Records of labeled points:
....

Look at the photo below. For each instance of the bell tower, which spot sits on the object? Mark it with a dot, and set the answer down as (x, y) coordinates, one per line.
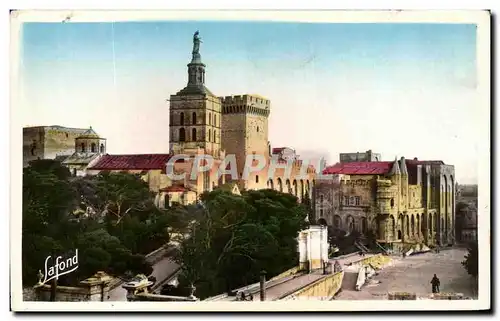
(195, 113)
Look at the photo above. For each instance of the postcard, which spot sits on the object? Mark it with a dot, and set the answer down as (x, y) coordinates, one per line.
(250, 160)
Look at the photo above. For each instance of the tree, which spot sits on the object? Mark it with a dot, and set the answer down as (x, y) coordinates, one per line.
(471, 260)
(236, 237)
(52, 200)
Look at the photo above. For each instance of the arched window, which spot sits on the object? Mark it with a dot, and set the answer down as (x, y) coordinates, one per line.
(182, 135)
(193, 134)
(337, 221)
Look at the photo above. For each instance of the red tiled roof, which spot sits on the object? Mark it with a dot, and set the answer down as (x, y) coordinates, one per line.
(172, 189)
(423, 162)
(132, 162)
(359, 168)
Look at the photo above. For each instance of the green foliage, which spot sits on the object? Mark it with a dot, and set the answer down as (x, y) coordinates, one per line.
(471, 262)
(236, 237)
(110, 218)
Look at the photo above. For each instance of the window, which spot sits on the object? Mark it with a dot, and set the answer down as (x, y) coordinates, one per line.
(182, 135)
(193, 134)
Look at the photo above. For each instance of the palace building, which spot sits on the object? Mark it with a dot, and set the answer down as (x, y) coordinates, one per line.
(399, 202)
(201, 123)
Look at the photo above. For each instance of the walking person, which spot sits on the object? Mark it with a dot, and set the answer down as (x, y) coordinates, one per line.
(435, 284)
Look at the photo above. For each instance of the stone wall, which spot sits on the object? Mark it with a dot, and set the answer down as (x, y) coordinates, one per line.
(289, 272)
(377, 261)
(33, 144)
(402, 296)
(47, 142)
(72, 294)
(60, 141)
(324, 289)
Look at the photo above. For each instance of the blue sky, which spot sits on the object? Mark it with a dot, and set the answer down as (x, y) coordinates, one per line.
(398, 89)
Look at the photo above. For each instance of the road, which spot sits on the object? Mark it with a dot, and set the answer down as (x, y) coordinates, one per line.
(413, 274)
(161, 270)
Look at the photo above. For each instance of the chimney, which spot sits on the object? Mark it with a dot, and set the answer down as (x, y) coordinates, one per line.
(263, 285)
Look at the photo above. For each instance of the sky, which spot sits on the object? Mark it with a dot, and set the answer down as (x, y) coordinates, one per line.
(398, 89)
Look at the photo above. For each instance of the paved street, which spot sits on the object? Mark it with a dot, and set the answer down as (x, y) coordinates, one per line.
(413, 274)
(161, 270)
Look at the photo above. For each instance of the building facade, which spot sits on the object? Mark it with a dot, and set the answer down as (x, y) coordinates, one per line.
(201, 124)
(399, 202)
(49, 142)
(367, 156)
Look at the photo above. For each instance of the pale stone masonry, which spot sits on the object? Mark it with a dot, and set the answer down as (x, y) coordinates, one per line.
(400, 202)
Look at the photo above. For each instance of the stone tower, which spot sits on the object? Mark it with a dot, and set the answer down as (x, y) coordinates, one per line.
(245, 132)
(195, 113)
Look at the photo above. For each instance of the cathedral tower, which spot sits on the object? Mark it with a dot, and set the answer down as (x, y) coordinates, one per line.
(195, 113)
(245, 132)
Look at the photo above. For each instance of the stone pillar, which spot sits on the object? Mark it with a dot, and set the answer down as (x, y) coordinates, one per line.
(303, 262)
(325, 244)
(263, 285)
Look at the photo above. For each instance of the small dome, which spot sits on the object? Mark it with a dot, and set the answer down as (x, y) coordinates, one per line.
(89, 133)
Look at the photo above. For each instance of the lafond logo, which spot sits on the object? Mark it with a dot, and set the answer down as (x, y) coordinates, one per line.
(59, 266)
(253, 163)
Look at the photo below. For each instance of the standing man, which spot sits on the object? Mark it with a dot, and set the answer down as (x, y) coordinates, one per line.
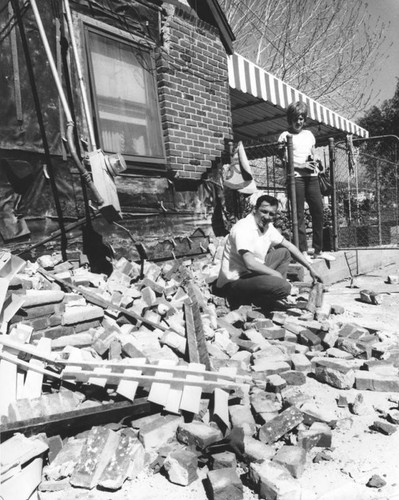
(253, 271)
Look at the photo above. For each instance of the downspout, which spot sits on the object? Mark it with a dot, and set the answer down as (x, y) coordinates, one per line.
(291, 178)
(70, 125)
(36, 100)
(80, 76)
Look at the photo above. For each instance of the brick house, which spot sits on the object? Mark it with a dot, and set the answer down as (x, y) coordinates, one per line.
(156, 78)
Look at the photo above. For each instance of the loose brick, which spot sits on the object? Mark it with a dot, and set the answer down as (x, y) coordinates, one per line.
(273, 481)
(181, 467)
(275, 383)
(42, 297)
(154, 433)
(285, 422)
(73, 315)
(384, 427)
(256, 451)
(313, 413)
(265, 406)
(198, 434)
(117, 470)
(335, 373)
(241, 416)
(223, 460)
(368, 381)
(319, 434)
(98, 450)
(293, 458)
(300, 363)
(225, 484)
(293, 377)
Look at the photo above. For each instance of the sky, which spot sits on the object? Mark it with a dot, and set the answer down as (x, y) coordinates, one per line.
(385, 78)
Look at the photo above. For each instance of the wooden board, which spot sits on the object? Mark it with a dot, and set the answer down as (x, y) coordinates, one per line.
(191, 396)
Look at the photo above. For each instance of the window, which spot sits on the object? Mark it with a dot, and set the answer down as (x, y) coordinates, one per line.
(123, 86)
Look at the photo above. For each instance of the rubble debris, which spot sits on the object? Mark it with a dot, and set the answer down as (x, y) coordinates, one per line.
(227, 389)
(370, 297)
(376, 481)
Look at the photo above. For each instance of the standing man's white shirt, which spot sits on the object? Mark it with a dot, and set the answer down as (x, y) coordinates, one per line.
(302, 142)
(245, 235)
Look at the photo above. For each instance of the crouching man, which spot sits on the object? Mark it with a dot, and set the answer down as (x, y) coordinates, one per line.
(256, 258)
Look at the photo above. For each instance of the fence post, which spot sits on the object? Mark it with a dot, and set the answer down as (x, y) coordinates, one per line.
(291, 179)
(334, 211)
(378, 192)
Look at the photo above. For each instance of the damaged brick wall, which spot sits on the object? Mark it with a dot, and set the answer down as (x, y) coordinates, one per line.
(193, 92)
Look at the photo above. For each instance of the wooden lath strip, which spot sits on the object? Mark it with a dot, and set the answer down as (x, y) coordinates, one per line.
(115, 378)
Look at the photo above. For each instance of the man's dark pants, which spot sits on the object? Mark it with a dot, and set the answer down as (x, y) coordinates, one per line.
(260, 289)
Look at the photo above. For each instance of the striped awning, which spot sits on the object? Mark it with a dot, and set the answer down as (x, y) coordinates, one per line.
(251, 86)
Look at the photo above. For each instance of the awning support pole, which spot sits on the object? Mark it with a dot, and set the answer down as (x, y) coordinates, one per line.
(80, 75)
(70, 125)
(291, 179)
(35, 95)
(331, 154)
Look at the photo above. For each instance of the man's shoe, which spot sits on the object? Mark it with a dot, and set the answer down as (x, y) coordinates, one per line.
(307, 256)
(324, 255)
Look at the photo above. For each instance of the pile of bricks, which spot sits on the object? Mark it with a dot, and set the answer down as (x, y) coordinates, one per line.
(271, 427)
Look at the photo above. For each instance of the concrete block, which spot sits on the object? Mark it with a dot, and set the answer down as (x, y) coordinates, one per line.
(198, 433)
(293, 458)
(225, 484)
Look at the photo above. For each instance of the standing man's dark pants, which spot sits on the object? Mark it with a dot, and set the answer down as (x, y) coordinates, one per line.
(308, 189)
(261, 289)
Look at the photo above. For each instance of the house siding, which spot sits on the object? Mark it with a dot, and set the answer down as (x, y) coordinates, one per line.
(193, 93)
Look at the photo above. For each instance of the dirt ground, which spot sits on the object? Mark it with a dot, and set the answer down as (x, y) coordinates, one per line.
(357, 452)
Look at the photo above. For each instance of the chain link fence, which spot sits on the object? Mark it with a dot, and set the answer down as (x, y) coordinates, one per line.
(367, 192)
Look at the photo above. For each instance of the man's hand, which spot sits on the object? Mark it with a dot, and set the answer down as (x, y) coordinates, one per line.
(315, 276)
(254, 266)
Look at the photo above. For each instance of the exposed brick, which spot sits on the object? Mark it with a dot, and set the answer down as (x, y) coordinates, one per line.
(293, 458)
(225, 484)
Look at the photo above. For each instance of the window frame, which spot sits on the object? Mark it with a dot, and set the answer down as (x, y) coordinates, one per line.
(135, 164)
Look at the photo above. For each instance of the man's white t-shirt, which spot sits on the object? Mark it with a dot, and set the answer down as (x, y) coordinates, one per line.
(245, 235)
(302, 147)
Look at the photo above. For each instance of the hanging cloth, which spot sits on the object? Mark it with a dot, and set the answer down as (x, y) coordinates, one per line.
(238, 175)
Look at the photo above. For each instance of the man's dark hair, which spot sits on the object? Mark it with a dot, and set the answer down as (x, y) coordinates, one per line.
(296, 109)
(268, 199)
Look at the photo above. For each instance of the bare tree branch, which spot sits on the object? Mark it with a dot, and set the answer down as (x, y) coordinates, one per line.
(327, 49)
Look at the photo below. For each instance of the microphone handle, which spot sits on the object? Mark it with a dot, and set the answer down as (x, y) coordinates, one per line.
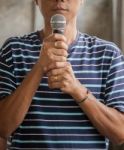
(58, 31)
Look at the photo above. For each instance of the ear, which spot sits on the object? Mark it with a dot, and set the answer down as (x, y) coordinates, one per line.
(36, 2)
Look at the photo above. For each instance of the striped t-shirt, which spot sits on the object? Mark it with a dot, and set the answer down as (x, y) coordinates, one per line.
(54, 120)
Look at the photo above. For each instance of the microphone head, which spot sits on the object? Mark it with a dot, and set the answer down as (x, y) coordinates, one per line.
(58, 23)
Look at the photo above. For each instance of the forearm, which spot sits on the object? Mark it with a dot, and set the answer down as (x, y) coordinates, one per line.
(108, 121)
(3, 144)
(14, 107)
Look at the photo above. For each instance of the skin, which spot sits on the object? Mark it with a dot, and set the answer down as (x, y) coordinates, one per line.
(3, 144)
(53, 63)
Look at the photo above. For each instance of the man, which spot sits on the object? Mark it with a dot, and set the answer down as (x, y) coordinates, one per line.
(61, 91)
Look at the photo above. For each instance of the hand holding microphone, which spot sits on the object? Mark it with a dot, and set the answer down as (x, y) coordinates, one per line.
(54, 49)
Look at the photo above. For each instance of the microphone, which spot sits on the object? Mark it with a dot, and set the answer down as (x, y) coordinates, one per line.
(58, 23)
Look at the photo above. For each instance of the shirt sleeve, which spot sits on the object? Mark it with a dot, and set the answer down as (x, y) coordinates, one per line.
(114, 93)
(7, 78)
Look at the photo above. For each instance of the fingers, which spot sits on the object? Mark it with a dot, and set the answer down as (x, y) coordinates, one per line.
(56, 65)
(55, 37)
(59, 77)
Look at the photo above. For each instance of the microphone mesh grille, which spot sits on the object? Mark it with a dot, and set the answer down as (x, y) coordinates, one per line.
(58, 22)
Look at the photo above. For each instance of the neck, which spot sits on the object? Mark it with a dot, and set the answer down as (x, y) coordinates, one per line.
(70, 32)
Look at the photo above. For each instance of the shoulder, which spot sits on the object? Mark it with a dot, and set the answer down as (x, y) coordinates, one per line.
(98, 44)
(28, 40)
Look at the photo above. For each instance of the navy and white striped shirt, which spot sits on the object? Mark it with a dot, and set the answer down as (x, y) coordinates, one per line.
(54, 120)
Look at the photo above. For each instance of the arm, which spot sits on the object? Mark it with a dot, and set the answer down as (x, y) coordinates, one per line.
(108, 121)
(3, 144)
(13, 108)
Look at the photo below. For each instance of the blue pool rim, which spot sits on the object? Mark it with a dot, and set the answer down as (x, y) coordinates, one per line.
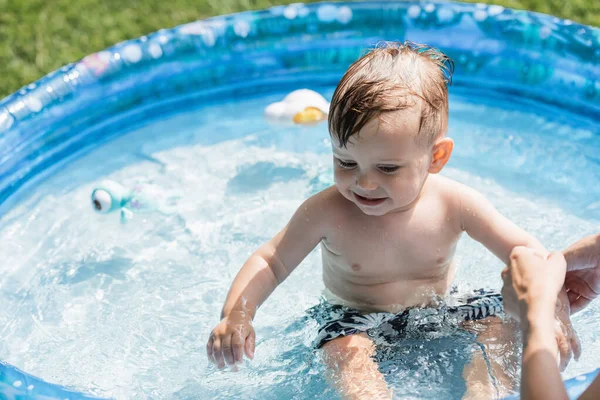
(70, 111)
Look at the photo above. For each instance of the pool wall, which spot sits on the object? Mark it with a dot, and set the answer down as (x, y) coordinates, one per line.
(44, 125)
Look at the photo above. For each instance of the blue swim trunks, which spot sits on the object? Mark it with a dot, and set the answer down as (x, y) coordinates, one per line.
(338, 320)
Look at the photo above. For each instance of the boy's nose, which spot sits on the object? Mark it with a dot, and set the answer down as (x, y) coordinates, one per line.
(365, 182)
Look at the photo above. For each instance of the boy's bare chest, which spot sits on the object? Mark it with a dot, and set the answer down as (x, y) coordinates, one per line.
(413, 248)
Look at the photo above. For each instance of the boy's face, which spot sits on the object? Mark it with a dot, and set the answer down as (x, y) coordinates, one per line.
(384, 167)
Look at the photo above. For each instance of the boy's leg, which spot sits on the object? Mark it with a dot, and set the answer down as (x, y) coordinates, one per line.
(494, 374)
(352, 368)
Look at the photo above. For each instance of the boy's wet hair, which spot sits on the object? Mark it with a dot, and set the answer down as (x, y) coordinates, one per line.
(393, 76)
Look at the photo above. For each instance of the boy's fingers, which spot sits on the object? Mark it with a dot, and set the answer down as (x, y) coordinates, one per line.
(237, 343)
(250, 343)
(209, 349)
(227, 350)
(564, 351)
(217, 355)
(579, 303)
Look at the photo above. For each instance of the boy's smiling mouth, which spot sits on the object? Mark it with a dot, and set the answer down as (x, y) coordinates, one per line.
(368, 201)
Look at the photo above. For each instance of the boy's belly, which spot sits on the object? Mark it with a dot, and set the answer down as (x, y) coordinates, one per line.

....

→ **Given task**:
Everything from the line containing "boy's face, which" to the end of the records must be written out exactly; include both of those lines and no others.

→ **Result below**:
Look at the photo above. For each instance of the boy's face, which spot sits on the object? Mark it with a dot, and set the answer down as (x, y) coordinates, one per line.
(384, 167)
Look at the photo above. For each instance of the boy's leg, which spot sits on the object? Mark it with a dot, and set the answer down as (x, y) coordinates, one per line.
(494, 374)
(352, 368)
Look at the photo above. For each instance of the boy's wet hair, which spot sits on the object? Mark it with a dot, and set the answer down as (x, y) coordinates, one per line.
(393, 76)
Look at the photo above. For each instance of the boy's fingers, which spot sits on the object? Mark it with a dot, and set the answer down as (x, y) coordinates, one per line.
(237, 343)
(250, 343)
(209, 349)
(227, 350)
(564, 351)
(217, 355)
(579, 303)
Look at the photo above. For each instance of the boy's smiling mouth, which spot sits on the object? Mark it with a dot, and set the answer down as (x, y) coordinates, one per line.
(368, 201)
Look at the photo above. For each instance of the boy's belly, which spot sits on the object? Mark it with a dot, and set the answer down as (x, y) coordinates, one per line.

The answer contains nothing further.